> _The problem_:
Swap "flower head" for "bloom" in everything from the line containing "# point at: dark bird (one per instance)" down to the end of the data, changing nothing else. Leave the pictures out of your answer.

Entries from a point annotation set:
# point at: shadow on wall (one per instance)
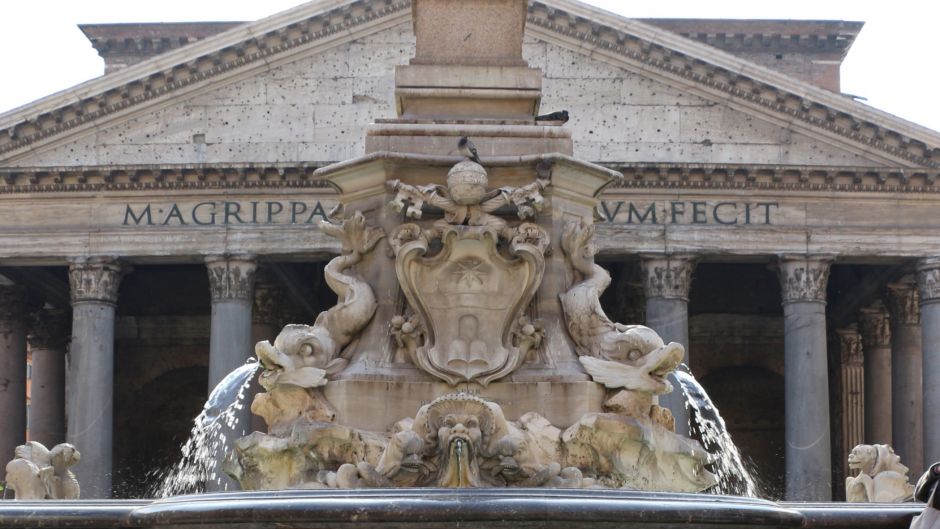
(751, 400)
(151, 428)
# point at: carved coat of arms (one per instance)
(469, 294)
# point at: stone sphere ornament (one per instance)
(467, 183)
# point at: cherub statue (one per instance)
(882, 478)
(38, 473)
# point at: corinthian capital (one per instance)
(803, 277)
(231, 277)
(667, 276)
(850, 342)
(875, 326)
(903, 301)
(95, 279)
(928, 279)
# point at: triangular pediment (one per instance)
(302, 85)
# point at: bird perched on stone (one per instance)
(560, 116)
(468, 149)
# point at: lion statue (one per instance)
(881, 479)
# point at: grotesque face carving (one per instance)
(460, 427)
(468, 327)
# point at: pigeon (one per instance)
(468, 149)
(561, 115)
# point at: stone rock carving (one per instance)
(37, 473)
(644, 360)
(882, 478)
(634, 445)
(469, 284)
(468, 281)
(303, 356)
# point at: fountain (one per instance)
(467, 375)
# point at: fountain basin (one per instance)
(440, 508)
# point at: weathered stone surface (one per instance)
(315, 108)
(882, 478)
(38, 473)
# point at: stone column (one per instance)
(48, 337)
(89, 402)
(907, 383)
(666, 281)
(928, 281)
(808, 454)
(231, 288)
(876, 347)
(265, 318)
(853, 389)
(12, 370)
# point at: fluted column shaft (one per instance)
(808, 447)
(907, 383)
(853, 389)
(928, 281)
(266, 315)
(89, 402)
(874, 325)
(48, 336)
(231, 289)
(667, 281)
(12, 370)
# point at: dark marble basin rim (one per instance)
(518, 508)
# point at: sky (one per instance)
(893, 63)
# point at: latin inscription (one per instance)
(725, 213)
(224, 213)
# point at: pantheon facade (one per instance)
(157, 221)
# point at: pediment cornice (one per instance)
(636, 176)
(635, 45)
(257, 44)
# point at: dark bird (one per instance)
(468, 149)
(561, 115)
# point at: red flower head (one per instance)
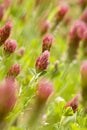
(47, 42)
(73, 103)
(45, 25)
(10, 46)
(5, 32)
(2, 11)
(44, 90)
(21, 51)
(42, 61)
(84, 16)
(14, 71)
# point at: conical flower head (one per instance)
(14, 71)
(84, 16)
(10, 46)
(5, 32)
(47, 42)
(77, 30)
(42, 61)
(83, 72)
(2, 11)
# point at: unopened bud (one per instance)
(47, 42)
(42, 61)
(73, 103)
(5, 32)
(10, 46)
(14, 71)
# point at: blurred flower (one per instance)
(2, 11)
(42, 61)
(75, 35)
(44, 90)
(20, 52)
(7, 3)
(44, 26)
(73, 103)
(8, 96)
(47, 42)
(84, 45)
(83, 72)
(83, 3)
(10, 46)
(62, 10)
(5, 32)
(84, 16)
(14, 71)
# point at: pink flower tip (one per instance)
(2, 11)
(84, 16)
(47, 42)
(78, 29)
(63, 9)
(83, 71)
(73, 103)
(42, 61)
(44, 90)
(10, 46)
(5, 32)
(14, 71)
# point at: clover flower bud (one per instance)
(47, 42)
(62, 11)
(73, 103)
(84, 16)
(20, 52)
(5, 32)
(14, 71)
(2, 11)
(42, 61)
(10, 46)
(83, 71)
(44, 90)
(45, 25)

> _Solution to this task_:
# point at: dark bird (one per instance)
(468, 149)
(561, 115)
# point at: red bloom (one per instance)
(47, 42)
(73, 103)
(45, 25)
(10, 46)
(5, 32)
(2, 11)
(44, 90)
(21, 51)
(42, 61)
(84, 16)
(14, 71)
# point at: conical bloom (one per instance)
(14, 71)
(84, 16)
(10, 46)
(5, 32)
(47, 42)
(77, 30)
(42, 61)
(83, 72)
(2, 11)
# point at: unopened bud (one per instance)
(47, 42)
(42, 61)
(73, 103)
(5, 32)
(10, 46)
(14, 71)
# point at: blurred flower (one per instance)
(2, 11)
(42, 61)
(75, 35)
(44, 90)
(20, 52)
(7, 3)
(44, 26)
(73, 103)
(8, 96)
(47, 42)
(84, 45)
(83, 72)
(83, 3)
(10, 46)
(62, 10)
(5, 32)
(84, 16)
(14, 71)
# point at: pink flower tip (one per instance)
(2, 11)
(84, 16)
(47, 42)
(78, 29)
(63, 9)
(83, 71)
(73, 103)
(42, 61)
(44, 90)
(10, 46)
(5, 32)
(14, 71)
# point at: clover flower bud (one per instance)
(47, 42)
(62, 11)
(73, 103)
(84, 16)
(20, 52)
(5, 32)
(14, 71)
(2, 11)
(42, 61)
(10, 46)
(83, 71)
(44, 90)
(45, 25)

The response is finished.